We have left the beautiful city of Riga on Aug 13 and are now sailing the STI tall ships’ race. After a successful Parade we went back to Riga to pick up our guests, some new and some old, and then we sailed to the starting line, some 100 miles out of Riga, at the entrance of the Gulf. The start was not without problems. One hour before the start the sheet of the inner jib broke, but we were able to continue to use it. 15 minutes before the start the sheet-corner of the mizzen broke off; we used one of the other corners by reefing down. And then we made a mistake during the start, by entering the no-entry zone. We had to restart, and crossed the line one hour late. Our setbacks were not over yet: after one hour the topsail’s sheet-block broke and we had to make repairs again.
Last night we had many showers and much wind, at first from the south and now from the southwest. We hope for a change for the better.

Aug 12, 2003 16:34 GMT
Last night we were moored in Riga at 22:00. Today our guests go into town. The crew has to take care of the storage of water, fuel and food. We will have a safety inspection by STI’s Race Committee as a preparation for the race, and some other administrative jobs. Master Gerben Nab will hand over the command to Jip van Bommel, which will be Jip’s first time. His first action will be to attend the captains’ dinner, offered to all captains by Riga’s mayor.
Tomorrow our new guests will arrive.

Aug 11, 2003 17:44 GMT
57°03.45′ N, 024°02.05 ‘ E. Compass 129, 8 knots.
We are nearing Riga and we expect to be mooring there in an hour.
================================
- REQUIRED ACTIONS
[1] Copy the stretch of the sailing log from "Aug 12, 2003" through "by Riga’s mayor." word for word.
[2] Using the sailing log, explain in one to three sentences why the ship had to restart the race and what that led to.
================================
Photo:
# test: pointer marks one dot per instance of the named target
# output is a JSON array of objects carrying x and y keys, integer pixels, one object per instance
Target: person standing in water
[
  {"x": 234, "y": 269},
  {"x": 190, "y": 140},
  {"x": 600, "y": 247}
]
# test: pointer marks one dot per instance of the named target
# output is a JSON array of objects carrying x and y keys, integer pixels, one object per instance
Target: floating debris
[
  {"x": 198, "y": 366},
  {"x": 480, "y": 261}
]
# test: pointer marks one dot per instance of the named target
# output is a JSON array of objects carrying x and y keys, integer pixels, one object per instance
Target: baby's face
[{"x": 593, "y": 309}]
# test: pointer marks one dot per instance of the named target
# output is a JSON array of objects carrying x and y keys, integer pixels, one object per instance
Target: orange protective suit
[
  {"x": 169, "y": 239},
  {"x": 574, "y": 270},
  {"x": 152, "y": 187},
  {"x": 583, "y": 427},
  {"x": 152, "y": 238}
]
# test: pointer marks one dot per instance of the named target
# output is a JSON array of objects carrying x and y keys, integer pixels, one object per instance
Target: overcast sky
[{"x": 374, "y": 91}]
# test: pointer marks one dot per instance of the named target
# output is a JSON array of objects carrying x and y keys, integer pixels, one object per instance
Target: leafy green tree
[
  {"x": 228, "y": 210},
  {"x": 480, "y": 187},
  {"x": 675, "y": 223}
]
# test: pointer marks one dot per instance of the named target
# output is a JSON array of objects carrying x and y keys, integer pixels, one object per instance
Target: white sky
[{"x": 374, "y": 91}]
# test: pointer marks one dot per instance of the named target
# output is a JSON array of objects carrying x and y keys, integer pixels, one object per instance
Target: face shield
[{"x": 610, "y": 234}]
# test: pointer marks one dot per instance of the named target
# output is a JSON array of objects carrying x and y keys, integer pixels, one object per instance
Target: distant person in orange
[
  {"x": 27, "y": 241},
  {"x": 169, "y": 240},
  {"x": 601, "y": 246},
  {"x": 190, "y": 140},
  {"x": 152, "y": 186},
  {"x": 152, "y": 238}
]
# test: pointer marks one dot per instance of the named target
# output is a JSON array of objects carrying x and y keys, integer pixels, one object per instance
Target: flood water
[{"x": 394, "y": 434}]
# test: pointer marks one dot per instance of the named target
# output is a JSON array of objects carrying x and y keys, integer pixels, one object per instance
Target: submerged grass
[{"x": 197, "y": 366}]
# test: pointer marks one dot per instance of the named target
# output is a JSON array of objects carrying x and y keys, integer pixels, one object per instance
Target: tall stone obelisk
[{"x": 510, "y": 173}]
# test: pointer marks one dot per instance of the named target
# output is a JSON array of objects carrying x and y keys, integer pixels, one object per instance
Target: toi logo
================================
- COMPLETED EXERCISE
[1]
Aug 12, 2003 16:34 GMT
Last night we were moored in Riga at 22:00. Today our guests go into town. The crew has to take care of the storage of water, fuel and food. We will have a safety inspection by STI’s Race Committee as a preparation for the race, and some other administrative jobs. Master Gerben Nab will hand over the command to Jip van Bommel, which will be Jip’s first time. His first action will be to attend the captains’ dinner, offered to all captains by Riga’s mayor.

[2] The ship had to restart because a mistake during the start took it into the no-entry zone. As a result, it crossed the line one hour late.